Aim of the task: Format the lines from the start of the entries through the line containing "(144, 202), (197, 248)" as a JSON list of strings, one string per line, with blank lines skipped. Leave the pictures out of the answer.

Rows from a box-labeling dataset:
- - - - - - -

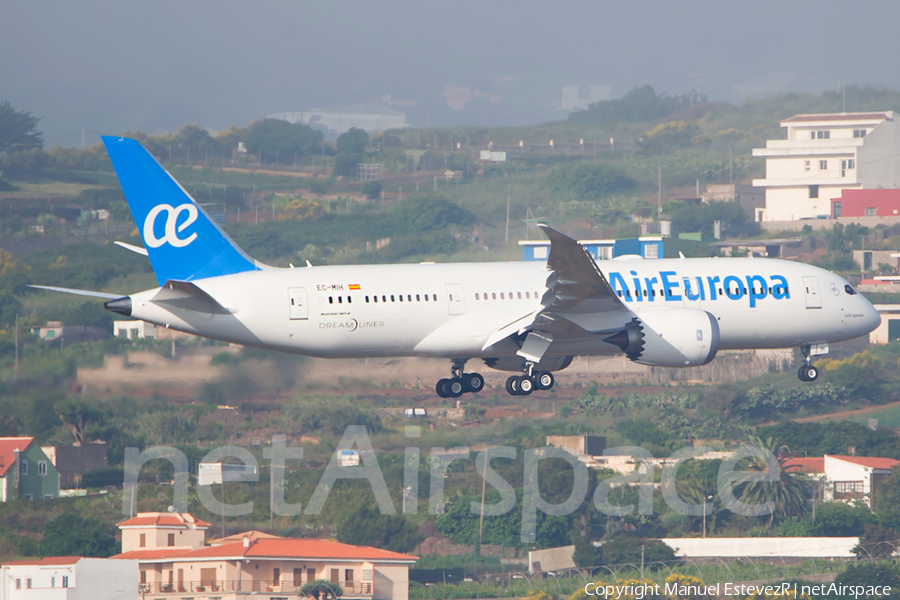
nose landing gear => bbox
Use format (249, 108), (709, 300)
(434, 360), (484, 398)
(797, 346), (819, 382)
(506, 362), (556, 396)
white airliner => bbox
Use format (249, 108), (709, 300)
(34, 137), (881, 397)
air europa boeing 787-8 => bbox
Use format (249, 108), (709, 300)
(35, 137), (881, 397)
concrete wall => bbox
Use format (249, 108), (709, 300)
(528, 546), (575, 573)
(759, 211), (900, 231)
(661, 537), (859, 558)
(856, 121), (900, 188)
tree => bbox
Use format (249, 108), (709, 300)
(853, 523), (900, 558)
(0, 100), (44, 152)
(337, 504), (425, 552)
(739, 436), (809, 527)
(53, 399), (103, 444)
(40, 512), (118, 558)
(337, 127), (369, 155)
(545, 163), (637, 200)
(394, 196), (475, 233)
(247, 119), (323, 162)
(572, 535), (603, 567)
(362, 181), (381, 200)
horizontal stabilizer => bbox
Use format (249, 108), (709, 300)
(150, 279), (234, 315)
(28, 285), (125, 300)
(113, 242), (149, 256)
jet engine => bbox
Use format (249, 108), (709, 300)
(603, 308), (719, 367)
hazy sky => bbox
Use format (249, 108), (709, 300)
(0, 0), (900, 146)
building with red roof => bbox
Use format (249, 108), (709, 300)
(113, 513), (417, 600)
(0, 556), (138, 600)
(784, 454), (900, 507)
(753, 111), (900, 221)
(0, 437), (59, 502)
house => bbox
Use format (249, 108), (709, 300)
(0, 556), (138, 600)
(41, 442), (109, 489)
(0, 437), (59, 502)
(784, 454), (900, 507)
(753, 111), (900, 221)
(113, 513), (417, 600)
(113, 321), (156, 340)
(831, 184), (900, 219)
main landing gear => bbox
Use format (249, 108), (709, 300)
(797, 346), (819, 382)
(506, 362), (556, 396)
(434, 360), (484, 398)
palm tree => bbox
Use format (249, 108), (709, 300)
(736, 436), (810, 527)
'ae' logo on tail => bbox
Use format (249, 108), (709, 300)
(144, 202), (197, 248)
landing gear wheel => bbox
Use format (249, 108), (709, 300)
(516, 375), (534, 396)
(444, 377), (465, 398)
(463, 373), (484, 394)
(797, 365), (819, 381)
(537, 371), (556, 390)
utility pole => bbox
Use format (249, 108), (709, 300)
(656, 163), (662, 221)
(728, 146), (734, 185)
(475, 448), (490, 575)
(503, 183), (512, 242)
(13, 313), (19, 380)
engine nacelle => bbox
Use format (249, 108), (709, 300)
(603, 308), (719, 367)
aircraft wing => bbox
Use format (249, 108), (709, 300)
(484, 225), (631, 362)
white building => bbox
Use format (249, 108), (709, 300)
(0, 556), (138, 600)
(753, 111), (900, 221)
(562, 85), (612, 110)
(113, 321), (156, 340)
(785, 454), (900, 507)
(267, 104), (409, 134)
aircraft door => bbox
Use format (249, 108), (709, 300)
(288, 288), (309, 321)
(803, 277), (822, 308)
(447, 283), (466, 315)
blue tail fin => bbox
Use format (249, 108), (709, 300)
(103, 136), (260, 285)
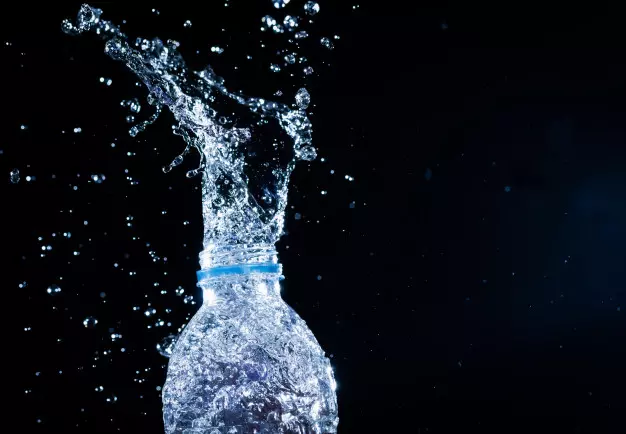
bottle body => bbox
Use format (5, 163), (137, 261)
(163, 273), (338, 434)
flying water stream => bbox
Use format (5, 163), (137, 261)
(62, 1), (338, 434)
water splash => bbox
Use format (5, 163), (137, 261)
(63, 5), (338, 434)
(62, 5), (316, 268)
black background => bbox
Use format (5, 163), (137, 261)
(0, 0), (626, 433)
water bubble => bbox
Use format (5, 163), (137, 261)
(424, 167), (433, 181)
(9, 169), (20, 184)
(83, 316), (98, 329)
(128, 99), (141, 113)
(283, 15), (298, 30)
(261, 15), (278, 27)
(91, 175), (106, 184)
(296, 146), (317, 161)
(46, 284), (61, 295)
(183, 295), (196, 304)
(296, 88), (311, 109)
(157, 335), (178, 358)
(76, 4), (102, 32)
(304, 1), (320, 16)
(320, 37), (335, 50)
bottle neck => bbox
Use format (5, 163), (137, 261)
(198, 271), (283, 306)
(198, 244), (278, 270)
(196, 246), (283, 305)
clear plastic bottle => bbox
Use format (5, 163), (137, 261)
(163, 256), (338, 434)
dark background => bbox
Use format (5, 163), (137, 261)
(0, 0), (626, 434)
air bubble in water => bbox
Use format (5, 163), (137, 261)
(46, 284), (61, 295)
(9, 169), (20, 184)
(83, 316), (98, 329)
(296, 88), (311, 109)
(157, 335), (178, 358)
(304, 2), (320, 16)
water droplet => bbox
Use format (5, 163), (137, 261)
(424, 167), (433, 181)
(128, 99), (141, 113)
(157, 335), (178, 358)
(296, 88), (311, 109)
(274, 0), (290, 9)
(76, 4), (102, 32)
(9, 169), (20, 184)
(83, 316), (98, 329)
(295, 30), (309, 39)
(91, 175), (106, 184)
(304, 1), (320, 16)
(296, 146), (317, 161)
(320, 37), (335, 50)
(46, 284), (61, 295)
(283, 15), (298, 30)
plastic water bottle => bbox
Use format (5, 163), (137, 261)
(163, 256), (338, 434)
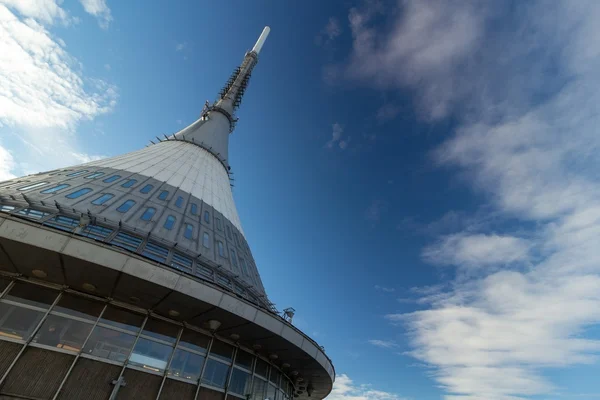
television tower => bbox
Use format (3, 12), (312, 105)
(0, 27), (335, 400)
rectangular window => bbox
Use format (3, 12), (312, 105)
(158, 190), (169, 200)
(65, 188), (92, 199)
(41, 183), (71, 194)
(183, 224), (194, 240)
(92, 193), (115, 206)
(67, 169), (88, 176)
(175, 196), (183, 208)
(17, 182), (48, 192)
(140, 184), (154, 194)
(121, 179), (137, 188)
(117, 200), (135, 213)
(85, 172), (104, 179)
(163, 215), (175, 230)
(102, 175), (121, 183)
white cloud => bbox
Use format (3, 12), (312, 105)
(79, 0), (112, 29)
(0, 1), (117, 175)
(423, 233), (531, 268)
(338, 0), (600, 400)
(369, 339), (398, 349)
(327, 374), (403, 400)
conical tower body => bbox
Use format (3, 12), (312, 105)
(0, 28), (335, 400)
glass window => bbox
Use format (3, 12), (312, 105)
(65, 188), (92, 199)
(164, 215), (175, 230)
(33, 315), (93, 351)
(235, 349), (254, 371)
(4, 282), (58, 310)
(117, 200), (135, 212)
(179, 329), (210, 354)
(230, 249), (237, 268)
(41, 183), (71, 194)
(17, 182), (48, 191)
(255, 358), (269, 378)
(229, 368), (252, 396)
(210, 340), (233, 362)
(102, 175), (121, 183)
(99, 306), (144, 333)
(140, 207), (156, 221)
(83, 326), (135, 362)
(169, 349), (204, 381)
(129, 338), (173, 372)
(0, 303), (44, 340)
(92, 193), (115, 206)
(67, 169), (87, 176)
(183, 224), (194, 240)
(121, 179), (137, 187)
(251, 376), (267, 400)
(52, 293), (104, 321)
(142, 318), (179, 343)
(85, 172), (104, 179)
(140, 184), (154, 194)
(202, 358), (229, 388)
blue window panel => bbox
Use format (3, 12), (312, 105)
(42, 183), (71, 194)
(85, 172), (104, 179)
(92, 193), (115, 206)
(142, 243), (169, 263)
(121, 179), (137, 187)
(17, 182), (48, 193)
(164, 215), (175, 230)
(81, 225), (113, 241)
(67, 169), (88, 176)
(65, 188), (92, 199)
(171, 253), (192, 274)
(110, 232), (142, 251)
(102, 175), (121, 183)
(117, 200), (135, 212)
(140, 207), (156, 221)
(183, 224), (194, 240)
(140, 184), (154, 194)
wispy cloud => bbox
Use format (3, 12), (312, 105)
(0, 0), (117, 176)
(338, 0), (600, 400)
(79, 0), (112, 29)
(327, 374), (407, 400)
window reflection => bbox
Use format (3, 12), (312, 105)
(0, 303), (44, 340)
(83, 326), (135, 362)
(202, 358), (229, 388)
(33, 315), (92, 351)
(129, 338), (173, 372)
(169, 349), (204, 381)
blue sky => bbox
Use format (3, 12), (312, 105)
(0, 0), (600, 400)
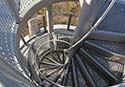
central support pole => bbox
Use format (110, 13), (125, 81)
(7, 0), (20, 23)
(68, 0), (104, 57)
(46, 4), (53, 33)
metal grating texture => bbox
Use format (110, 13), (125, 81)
(19, 0), (34, 13)
(99, 0), (125, 33)
(0, 0), (22, 71)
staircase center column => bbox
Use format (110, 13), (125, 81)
(69, 0), (104, 57)
(46, 4), (53, 33)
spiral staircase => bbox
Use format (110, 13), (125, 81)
(0, 0), (125, 87)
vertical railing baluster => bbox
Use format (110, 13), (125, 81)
(42, 15), (47, 32)
(67, 14), (73, 30)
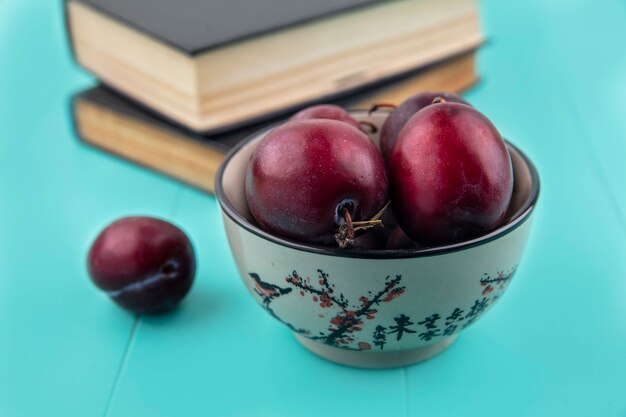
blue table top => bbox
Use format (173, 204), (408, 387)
(0, 0), (626, 417)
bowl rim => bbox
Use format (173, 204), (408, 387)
(215, 123), (540, 259)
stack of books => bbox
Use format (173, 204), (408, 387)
(65, 0), (483, 192)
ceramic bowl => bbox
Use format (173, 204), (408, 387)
(216, 112), (539, 368)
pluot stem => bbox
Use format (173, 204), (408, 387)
(335, 201), (391, 249)
(359, 120), (378, 133)
(367, 103), (398, 116)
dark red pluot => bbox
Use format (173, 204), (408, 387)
(380, 91), (469, 158)
(389, 102), (513, 245)
(87, 217), (196, 313)
(290, 104), (361, 130)
(246, 120), (388, 244)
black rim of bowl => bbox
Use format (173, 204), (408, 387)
(215, 126), (539, 259)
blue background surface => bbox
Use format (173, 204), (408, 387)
(0, 0), (626, 417)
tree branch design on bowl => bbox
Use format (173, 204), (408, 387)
(249, 269), (405, 350)
(249, 266), (517, 350)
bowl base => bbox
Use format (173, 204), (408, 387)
(294, 333), (456, 368)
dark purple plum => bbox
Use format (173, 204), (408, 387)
(290, 104), (361, 130)
(388, 102), (513, 246)
(87, 217), (196, 314)
(246, 119), (388, 246)
(380, 91), (469, 158)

- - - - - - -

Written response:
[
  "nose landing gear => bbox",
  "Use format (249, 108), (709, 300)",
  "(434, 360), (484, 398)",
  "(797, 346), (819, 382)",
  "(506, 362), (556, 396)",
  "white airliner => bbox",
  "Use format (249, 108), (709, 300)",
  "(34, 137), (881, 397)",
  "air europa boeing 787-8 => bbox",
  "Use format (249, 108), (709, 300)",
  "(35, 137), (881, 397)",
  "concrete wall => bbox",
  "Use format (249, 108), (709, 300)",
  "(528, 546), (575, 573)",
  "(759, 211), (900, 231)",
  "(661, 537), (859, 558)",
  "(856, 121), (900, 188)",
  "tree => bbox",
  "Use format (249, 108), (709, 300)",
  "(853, 523), (900, 558)",
  "(0, 100), (44, 152)",
  "(337, 504), (425, 552)",
  "(739, 436), (809, 527)",
  "(53, 399), (103, 444)",
  "(40, 512), (118, 558)",
  "(337, 127), (369, 155)",
  "(545, 163), (637, 200)",
  "(394, 196), (475, 233)",
  "(247, 119), (323, 162)",
  "(572, 535), (603, 567)",
  "(362, 181), (381, 200)",
  "horizontal stabilizer => bbox",
  "Use format (249, 108), (709, 300)",
  "(150, 279), (234, 315)",
  "(28, 285), (125, 300)",
  "(113, 242), (149, 256)",
  "jet engine => bbox",
  "Use format (249, 108), (709, 300)",
  "(603, 308), (719, 367)",
  "hazy sky => bbox",
  "Use format (249, 108), (709, 300)",
  "(0, 0), (900, 146)",
  "building with red roof => bbox",
  "Use format (249, 108), (709, 300)",
  "(113, 513), (417, 600)",
  "(0, 556), (138, 600)",
  "(784, 454), (900, 507)",
  "(753, 111), (900, 221)",
  "(0, 437), (59, 502)",
  "house => bbox",
  "Use format (249, 108), (709, 300)",
  "(0, 556), (138, 600)",
  "(41, 442), (109, 489)",
  "(0, 437), (59, 502)",
  "(784, 454), (900, 507)",
  "(753, 111), (900, 221)",
  "(113, 513), (417, 600)",
  "(113, 321), (156, 340)",
  "(831, 184), (900, 219)",
  "main landing gear => bbox",
  "Use format (249, 108), (709, 300)",
  "(797, 346), (819, 382)",
  "(506, 362), (556, 396)",
  "(434, 360), (484, 398)",
  "palm tree => bbox",
  "Use format (249, 108), (709, 300)",
  "(736, 436), (810, 527)",
  "'ae' logo on tail => bbox",
  "Use format (249, 108), (709, 300)",
  "(144, 202), (197, 248)"
]